Update each of the items below by swapping "pink flower" for "yellow flower", and leave every other word as it is.
▬▬▬
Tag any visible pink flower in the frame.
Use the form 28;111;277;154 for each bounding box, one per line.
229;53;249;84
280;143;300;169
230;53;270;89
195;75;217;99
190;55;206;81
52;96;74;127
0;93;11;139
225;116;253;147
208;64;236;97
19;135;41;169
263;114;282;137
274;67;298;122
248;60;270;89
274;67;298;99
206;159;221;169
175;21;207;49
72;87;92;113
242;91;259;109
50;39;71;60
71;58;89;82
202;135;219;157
▬▬▬
[RESULT OF THIS TASK]:
Tag any visible yellow flower in the frame.
Use the form 28;111;277;154 for each bounding box, one per line.
229;53;249;84
280;143;300;169
230;53;270;89
195;75;217;99
190;55;206;81
52;96;74;127
0;93;11;139
225;116;253;147
208;64;236;97
19;135;41;169
263;114;282;137
274;67;298;122
248;60;270;89
274;67;298;99
206;159;221;169
175;21;207;49
72;87;92;113
242;91;259;109
50;39;71;60
71;58;89;82
202;135;219;157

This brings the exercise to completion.